In the Exante Diet thread, how many days does Transk53 plan to try the diet?

Source document:
::::
# Exante Diet



## Transk53 (Apr 5, 2015)

I now about the hype and whatnot. Just thought I would give it ago for 28 days and see what results I get. Going to start tomorrow after I get my scales from work. Reckon I am hitting 15 and a half again. I just eat too much, so I am not 100% confident. But hell, your body can learn. So, rather than getting stressed with a definite target weight, I am going to treat it as just another routine. If I make know significant return, I won't worry too much as long as what I have done, is just healthy. Anyway, I will take some pictures of the meal packs etc. Please no negative evangelistic views please  This is a personal experiment which hopefully will yield some good knowledge at the end  The one really bad food source being bread, that is going to be really hard. I have been severely limiting myself to one stacked sandwich or roll a day. Going to be interesting!


----------



## Tez3 (Apr 5, 2015)

Transk53 said:


> no negative evangelistic views please



Okay, just some Shakespeare then, from King Lear.

"O, that way madness lies; let me shun that;
No more of that."


----------



## Transk53 (Apr 5, 2015)

Tez3 said:


> Okay, just some Shakespeare then, from King Lear.
> 
> "O, that way madness lies; let me shun that;
> No more of that."
::::
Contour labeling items

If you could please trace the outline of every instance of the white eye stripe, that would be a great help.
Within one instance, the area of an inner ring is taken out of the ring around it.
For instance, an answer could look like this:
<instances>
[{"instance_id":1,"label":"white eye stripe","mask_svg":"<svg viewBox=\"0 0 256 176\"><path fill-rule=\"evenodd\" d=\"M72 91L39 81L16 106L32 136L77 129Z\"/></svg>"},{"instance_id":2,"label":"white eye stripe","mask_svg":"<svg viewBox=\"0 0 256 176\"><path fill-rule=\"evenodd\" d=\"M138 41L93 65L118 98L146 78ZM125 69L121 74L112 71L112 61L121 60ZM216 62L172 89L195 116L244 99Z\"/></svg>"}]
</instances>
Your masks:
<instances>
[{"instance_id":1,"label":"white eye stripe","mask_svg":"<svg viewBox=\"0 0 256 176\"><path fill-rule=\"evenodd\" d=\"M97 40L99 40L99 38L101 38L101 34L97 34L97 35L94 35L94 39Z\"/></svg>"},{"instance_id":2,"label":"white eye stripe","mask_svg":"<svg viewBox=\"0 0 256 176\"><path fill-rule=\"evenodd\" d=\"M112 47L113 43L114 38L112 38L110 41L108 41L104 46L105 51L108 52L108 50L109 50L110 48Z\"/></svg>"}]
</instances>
::::
Output below: 28 days.